§ **Written task**:
Copy the forum thread on restoring suspension components between "I am in the" and "freshen it up.", inclusive, substituting "gloss black" for "satin black".

━━ Excerpted passage ━━

# Restoring subframe/Suspension components, bilthamber



## Qasim (Feb 25, 2017)

He all 

I am in the process of removing some worn out suspensions components from my car, replacing the bushes , treating the surface rust , and then applying some satin black paint to freshen it up. 

I have been looking at bilthamber for some products I can use, can anybody recommend any products they have used in the past doesnt have ot be from the site above. 

I know I will need to do the following 

1 - De-grease - Surfex
2- Treat the rust - Deox C Gel / Sand/Wirewheel
3- Primer , electrox or Etchweld primer not sure which one
4- some top coat satin paint for that oem look. VHT / Hammerite 

If anyone could recommend steps they've taken /products used that would be great!


----------



## c87reed (Dec 9, 2015)

Primer wise I think as you say maybe an etch primer, or even something like ZG90 Galvanising spray which can be used as a primer.

Once you've finished and it's assembled, I've give the whole thing a dusting over with Dynax UC as that'll protect your fasteners and new finish against stone chips, salt etc.


----------



## Qasim (Feb 25, 2017)

Thanks, I'll check out Dynax UC


----------



## enc (Jan 25, 2006)

Bilt hamber are Fantastic products and great customer service. 

I've just recently Worked with their hydrate 80 and 2 part epoxy paint. Great stuff.


----------



## enc (Jan 25, 2006)

Also, for rust removal prior to hydrate 80 I've had great results from the abracs twist knot drill attachment from tool station dirt cheap, very aggressive and long lasting.


----------



## Qasim (Feb 25, 2017)

enc said:


> Also, for rust removal prior to hydrate 80 I've had great results from the abracs twist knot drill attachment from tool station dirt cheap, very aggressive and long lasting.


Would I need to use hydrate 80 if so what stage, I've just bought a sander which takes a 50mm disc's wondering if there are any types of disc's that take off paint

I've got a wire wheel attachment on my grinder which should do the job also!


----------



## Shug (Jul 13, 2007)

Don't use hydrate 80 on suspension. Clean up and remove all rust. Coat of electrox then epoxy mastic if you want to stick with bilt hamber.


----------



## Qasim (Feb 25, 2017)

Shug said:


> Don't use hydrate 80 on suspension. Clean up and remove all rust. Coat of electrox then epoxy mastic if you want to stick with bilt hamber.

━━━
━━ Extracted entries ━━

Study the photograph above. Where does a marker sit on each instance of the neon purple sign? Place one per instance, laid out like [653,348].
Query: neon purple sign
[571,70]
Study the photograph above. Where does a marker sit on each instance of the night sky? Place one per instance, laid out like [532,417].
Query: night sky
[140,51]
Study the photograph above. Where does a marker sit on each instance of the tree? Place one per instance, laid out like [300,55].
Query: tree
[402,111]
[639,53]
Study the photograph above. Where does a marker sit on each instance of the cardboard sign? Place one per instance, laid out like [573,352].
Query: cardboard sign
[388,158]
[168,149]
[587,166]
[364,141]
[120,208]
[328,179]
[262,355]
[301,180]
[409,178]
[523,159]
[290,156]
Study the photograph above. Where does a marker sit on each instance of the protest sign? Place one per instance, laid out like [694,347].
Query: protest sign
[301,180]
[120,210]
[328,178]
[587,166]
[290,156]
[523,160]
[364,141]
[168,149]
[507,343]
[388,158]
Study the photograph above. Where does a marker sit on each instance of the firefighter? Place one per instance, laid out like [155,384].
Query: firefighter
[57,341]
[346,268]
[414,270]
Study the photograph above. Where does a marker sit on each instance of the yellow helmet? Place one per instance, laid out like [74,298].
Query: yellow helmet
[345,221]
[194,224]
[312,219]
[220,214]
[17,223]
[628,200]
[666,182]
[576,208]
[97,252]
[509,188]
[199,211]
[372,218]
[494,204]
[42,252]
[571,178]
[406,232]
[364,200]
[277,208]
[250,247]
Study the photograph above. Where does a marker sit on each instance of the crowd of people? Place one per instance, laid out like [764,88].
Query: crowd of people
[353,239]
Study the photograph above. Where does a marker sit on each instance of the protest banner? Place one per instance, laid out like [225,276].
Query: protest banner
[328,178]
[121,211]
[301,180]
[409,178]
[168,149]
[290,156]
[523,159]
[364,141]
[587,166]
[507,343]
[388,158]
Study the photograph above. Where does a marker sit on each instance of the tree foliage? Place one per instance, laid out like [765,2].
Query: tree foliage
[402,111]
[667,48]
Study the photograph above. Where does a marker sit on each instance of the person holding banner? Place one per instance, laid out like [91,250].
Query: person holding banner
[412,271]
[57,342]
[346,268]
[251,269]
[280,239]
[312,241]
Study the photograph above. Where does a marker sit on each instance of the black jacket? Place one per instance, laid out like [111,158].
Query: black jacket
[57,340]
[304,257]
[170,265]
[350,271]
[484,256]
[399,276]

━━━

§ **Finished task**:
I am in the process of removing some worn out suspensions components from my car, replacing the bushes , treating the surface rust , and then applying some gloss black paint to freshen it up.